Entries from a point annotation set:
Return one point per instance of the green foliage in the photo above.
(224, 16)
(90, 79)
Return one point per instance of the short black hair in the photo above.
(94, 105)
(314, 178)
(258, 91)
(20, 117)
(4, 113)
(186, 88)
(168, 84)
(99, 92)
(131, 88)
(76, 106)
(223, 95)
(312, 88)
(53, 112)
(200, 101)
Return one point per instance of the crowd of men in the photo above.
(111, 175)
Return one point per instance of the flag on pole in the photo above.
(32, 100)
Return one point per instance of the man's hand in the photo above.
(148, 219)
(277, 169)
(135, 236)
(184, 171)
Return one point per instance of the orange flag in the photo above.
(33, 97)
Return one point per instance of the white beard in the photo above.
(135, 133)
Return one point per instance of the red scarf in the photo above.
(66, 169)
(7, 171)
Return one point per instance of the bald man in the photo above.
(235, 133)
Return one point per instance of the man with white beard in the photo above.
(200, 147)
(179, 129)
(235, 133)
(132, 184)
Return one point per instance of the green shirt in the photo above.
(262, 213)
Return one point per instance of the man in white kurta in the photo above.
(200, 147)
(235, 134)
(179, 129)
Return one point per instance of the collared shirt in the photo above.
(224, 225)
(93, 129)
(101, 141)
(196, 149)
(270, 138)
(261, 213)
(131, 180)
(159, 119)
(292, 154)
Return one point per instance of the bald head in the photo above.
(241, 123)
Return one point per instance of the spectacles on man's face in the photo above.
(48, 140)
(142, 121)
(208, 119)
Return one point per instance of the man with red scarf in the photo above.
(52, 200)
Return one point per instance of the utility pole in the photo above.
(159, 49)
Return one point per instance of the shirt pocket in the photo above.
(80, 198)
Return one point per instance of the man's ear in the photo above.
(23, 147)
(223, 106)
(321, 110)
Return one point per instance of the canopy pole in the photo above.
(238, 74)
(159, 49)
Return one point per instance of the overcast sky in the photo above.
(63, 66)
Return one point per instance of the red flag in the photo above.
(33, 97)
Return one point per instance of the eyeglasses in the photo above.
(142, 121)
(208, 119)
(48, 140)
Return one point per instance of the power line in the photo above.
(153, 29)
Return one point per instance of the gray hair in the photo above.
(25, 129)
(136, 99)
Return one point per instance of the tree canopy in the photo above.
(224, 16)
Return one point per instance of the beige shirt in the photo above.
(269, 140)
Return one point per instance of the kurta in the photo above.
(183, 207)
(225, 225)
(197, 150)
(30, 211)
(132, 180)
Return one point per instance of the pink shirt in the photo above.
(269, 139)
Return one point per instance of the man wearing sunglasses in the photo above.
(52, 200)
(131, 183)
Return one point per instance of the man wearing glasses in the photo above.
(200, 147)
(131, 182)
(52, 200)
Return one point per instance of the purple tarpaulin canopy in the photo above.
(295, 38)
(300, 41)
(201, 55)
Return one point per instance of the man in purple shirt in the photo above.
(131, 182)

EXERCISE TASK: Reproduce the listing above verbatim, with every line in its original order.

RESPONSE BELOW:
Return one point per instance of the green foliage in the photo above.
(224, 16)
(90, 79)
Return one point per instance of the short black hair in the photo above.
(94, 105)
(314, 178)
(258, 91)
(20, 117)
(4, 113)
(186, 88)
(168, 84)
(99, 92)
(131, 88)
(76, 106)
(223, 95)
(312, 88)
(53, 112)
(200, 101)
Return one point per instance of the crowd of men in the photo above.
(111, 175)
Return one point per instance of the flag on pole in the photo above.
(32, 100)
Return one point per instance of the man's hand in the photo above.
(148, 219)
(277, 169)
(135, 236)
(184, 171)
Return one point per instance of the orange flag in the photo above.
(33, 97)
Return one point per instance of the white beard in the photo above.
(135, 133)
Return one point per instance of the red scarf in the photo above.
(66, 169)
(7, 171)
Return one point per instance of the bald man in the photo above.
(235, 133)
Return one point per instance of the man with white beard in the photo above.
(200, 147)
(179, 129)
(235, 133)
(132, 184)
Return one point per instance of the green shirt in the photo above.
(262, 213)
Return one point per instance of the man in white kurta in the photo above.
(200, 147)
(235, 134)
(179, 129)
Return one point per instance of the collared shirt in the photo above.
(224, 225)
(93, 129)
(101, 141)
(196, 149)
(270, 138)
(261, 213)
(131, 180)
(159, 119)
(292, 154)
Return one point per instance of the bald head in the photo above.
(241, 123)
Return one point per instance of the spectacles on man's face in the photo above.
(48, 140)
(142, 121)
(208, 119)
Return one point per instance of the man with red scarf in the photo above.
(52, 200)
Return one point per instance of the utility pole in the photo above.
(159, 49)
Return one point per instance of the shirt pocket in the photo above.
(80, 198)
Return one point per instance of the man's ear in the photo above.
(23, 147)
(223, 106)
(321, 110)
Return one point per instance of the canopy pole in the photo above.
(238, 74)
(159, 49)
Return one point per instance of the overcast sky in the photo above.
(63, 66)
Return one point per instance of the red flag in the photo above.
(33, 97)
Return one point per instance of the eyeglasses in the photo above.
(142, 121)
(208, 119)
(48, 140)
Return one point per instance of the power line in the photo above.
(153, 29)
Return one point per instance of the gray hair in the photo above.
(25, 129)
(136, 99)
Return one point per instance of the tree canopy in the photo above.
(224, 16)
Return one point per instance of the beige shirt in the photo above.
(269, 140)
Return one point per instance of the kurta in the photo above.
(183, 207)
(225, 225)
(197, 150)
(30, 211)
(132, 180)
Return one point per instance of the pink shirt in the photo above.
(269, 139)
Return one point per instance of the man wearing sunglasses in the photo above.
(52, 200)
(131, 183)
Return one point per instance of the man wearing glasses in the photo above.
(200, 147)
(131, 182)
(52, 200)
Return one point per instance of the purple tarpaulin canopy in the photo above.
(295, 38)
(300, 41)
(201, 55)
Return one point per instance of the man in purple shirt in the photo above.
(131, 182)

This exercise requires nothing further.